→ EXERCISE INSTRUCTIONS:
Every record below, from first to last, should be copied exactly; leave the pictures out.

→ MATERIAL SHOWN:

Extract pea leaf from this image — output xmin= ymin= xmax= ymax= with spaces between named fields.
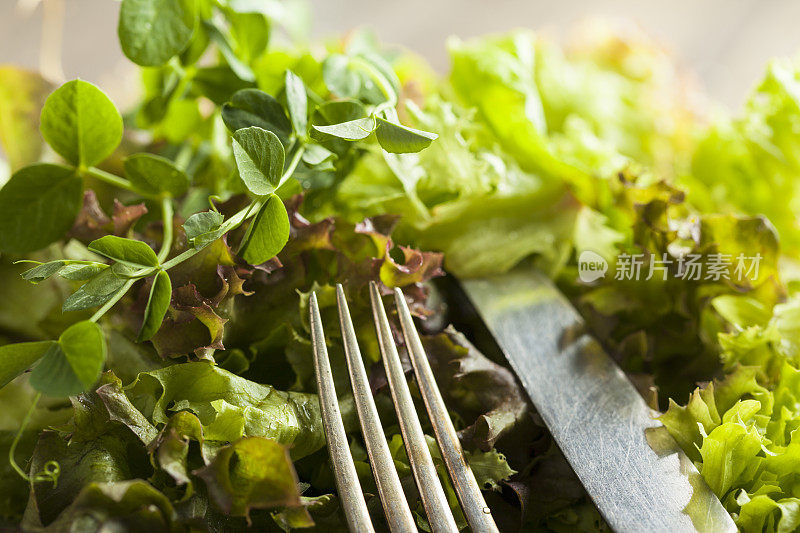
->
xmin=232 ymin=127 xmax=285 ymax=195
xmin=58 ymin=263 xmax=109 ymax=281
xmin=312 ymin=117 xmax=376 ymax=141
xmin=20 ymin=260 xmax=108 ymax=284
xmin=284 ymin=70 xmax=307 ymax=137
xmin=62 ymin=266 xmax=129 ymax=312
xmin=179 ymin=16 xmax=210 ymax=66
xmin=20 ymin=261 xmax=67 ymax=283
xmin=191 ymin=65 xmax=256 ymax=105
xmin=202 ymin=20 xmax=256 ymax=82
xmin=301 ymin=143 xmax=335 ymax=166
xmin=124 ymin=153 xmax=190 ymax=196
xmin=183 ymin=210 xmax=225 ymax=247
xmin=375 ymin=116 xmax=438 ymax=153
xmin=40 ymin=80 xmax=123 ymax=167
xmin=0 ymin=163 xmax=83 ymax=253
xmin=313 ymin=100 xmax=367 ymax=125
xmin=238 ymin=194 xmax=289 ymax=265
xmin=88 ymin=235 xmax=159 ymax=267
xmin=221 ymin=89 xmax=291 ymax=141
xmin=228 ymin=11 xmax=269 ymax=65
xmin=356 ymin=52 xmax=401 ymax=99
xmin=225 ymin=0 xmax=306 ymax=41
xmin=29 ymin=321 xmax=107 ymax=397
xmin=0 ymin=340 xmax=56 ymax=389
xmin=309 ymin=100 xmax=367 ymax=148
xmin=322 ymin=54 xmax=360 ymax=98
xmin=118 ymin=0 xmax=196 ymax=67
xmin=138 ymin=270 xmax=172 ymax=342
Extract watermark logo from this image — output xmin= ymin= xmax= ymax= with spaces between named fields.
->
xmin=578 ymin=250 xmax=608 ymax=283
xmin=577 ymin=250 xmax=763 ymax=284
xmin=614 ymin=252 xmax=761 ymax=282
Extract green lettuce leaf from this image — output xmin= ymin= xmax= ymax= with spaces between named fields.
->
xmin=124 ymin=362 xmax=325 ymax=460
xmin=328 ymin=98 xmax=577 ymax=277
xmin=688 ymin=58 xmax=800 ymax=251
xmin=195 ymin=437 xmax=303 ymax=521
xmin=660 ymin=293 xmax=800 ymax=531
xmin=32 ymin=480 xmax=180 ymax=531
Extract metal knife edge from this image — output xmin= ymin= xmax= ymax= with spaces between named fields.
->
xmin=452 ymin=266 xmax=736 ymax=533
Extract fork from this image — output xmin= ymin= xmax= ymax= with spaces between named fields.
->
xmin=309 ymin=282 xmax=500 ymax=533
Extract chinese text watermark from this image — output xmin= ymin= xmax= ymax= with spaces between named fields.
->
xmin=578 ymin=251 xmax=762 ymax=283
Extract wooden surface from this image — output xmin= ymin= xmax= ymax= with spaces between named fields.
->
xmin=0 ymin=0 xmax=798 ymax=108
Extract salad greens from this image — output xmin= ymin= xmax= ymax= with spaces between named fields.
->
xmin=0 ymin=2 xmax=799 ymax=531
xmin=0 ymin=2 xmax=520 ymax=528
xmin=326 ymin=24 xmax=800 ymax=532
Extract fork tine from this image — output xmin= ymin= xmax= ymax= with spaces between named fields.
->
xmin=369 ymin=282 xmax=459 ymax=533
xmin=309 ymin=292 xmax=375 ymax=533
xmin=394 ymin=288 xmax=501 ymax=533
xmin=336 ymin=285 xmax=417 ymax=532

→ REPLY TO THE EXERCISE:
Extract pea leaf from this image — output xmin= ymin= xmax= ymax= with spaces between named fields.
->
xmin=232 ymin=127 xmax=285 ymax=195
xmin=58 ymin=263 xmax=109 ymax=281
xmin=312 ymin=117 xmax=376 ymax=141
xmin=20 ymin=260 xmax=108 ymax=284
xmin=284 ymin=70 xmax=307 ymax=137
xmin=62 ymin=266 xmax=129 ymax=312
xmin=179 ymin=16 xmax=210 ymax=66
xmin=20 ymin=261 xmax=67 ymax=283
xmin=191 ymin=65 xmax=256 ymax=105
xmin=202 ymin=20 xmax=256 ymax=82
xmin=301 ymin=143 xmax=335 ymax=166
xmin=124 ymin=153 xmax=190 ymax=196
xmin=183 ymin=210 xmax=225 ymax=247
xmin=375 ymin=116 xmax=438 ymax=153
xmin=40 ymin=80 xmax=123 ymax=167
xmin=0 ymin=163 xmax=83 ymax=253
xmin=313 ymin=100 xmax=367 ymax=125
xmin=238 ymin=194 xmax=289 ymax=265
xmin=88 ymin=235 xmax=159 ymax=267
xmin=221 ymin=89 xmax=291 ymax=141
xmin=228 ymin=11 xmax=269 ymax=65
xmin=356 ymin=52 xmax=401 ymax=99
xmin=225 ymin=0 xmax=306 ymax=41
xmin=29 ymin=321 xmax=107 ymax=397
xmin=0 ymin=340 xmax=56 ymax=389
xmin=309 ymin=100 xmax=367 ymax=148
xmin=322 ymin=54 xmax=360 ymax=98
xmin=118 ymin=0 xmax=196 ymax=67
xmin=138 ymin=270 xmax=172 ymax=342
Extract watermark logo from this image — output xmin= ymin= xmax= ymax= with spaces between named fields.
->
xmin=578 ymin=250 xmax=608 ymax=283
xmin=577 ymin=250 xmax=763 ymax=284
xmin=614 ymin=252 xmax=761 ymax=282
Extract green lettuce leaf from this image — output xmin= ymin= xmax= ymax= with spaces between named fields.
->
xmin=124 ymin=362 xmax=325 ymax=460
xmin=328 ymin=98 xmax=577 ymax=277
xmin=688 ymin=58 xmax=800 ymax=251
xmin=195 ymin=437 xmax=303 ymax=521
xmin=660 ymin=293 xmax=800 ymax=531
xmin=32 ymin=480 xmax=180 ymax=531
Extract metal knife edge from this image — output xmin= ymin= xmax= ymax= with spaces between named fields.
->
xmin=452 ymin=266 xmax=736 ymax=533
Extract fork from this image — output xmin= ymin= xmax= ymax= with spaces between named fields.
->
xmin=309 ymin=282 xmax=500 ymax=533
Extract chinese text watermark from this image — output xmin= ymin= xmax= ymax= with spaces between named fields.
->
xmin=578 ymin=251 xmax=762 ymax=283
Extract wooden surface from this image — output xmin= ymin= xmax= ymax= with spaces between named fields.
->
xmin=0 ymin=0 xmax=798 ymax=108
Extract salad greens from this image — output xmin= ymin= xmax= ymax= with spaces between named fields.
->
xmin=0 ymin=2 xmax=799 ymax=531
xmin=0 ymin=2 xmax=520 ymax=528
xmin=326 ymin=24 xmax=800 ymax=532
Extract fork tine from this image — output xmin= ymin= xmax= ymax= with spaces between named fields.
->
xmin=369 ymin=282 xmax=459 ymax=533
xmin=309 ymin=292 xmax=375 ymax=533
xmin=394 ymin=288 xmax=501 ymax=533
xmin=336 ymin=285 xmax=417 ymax=532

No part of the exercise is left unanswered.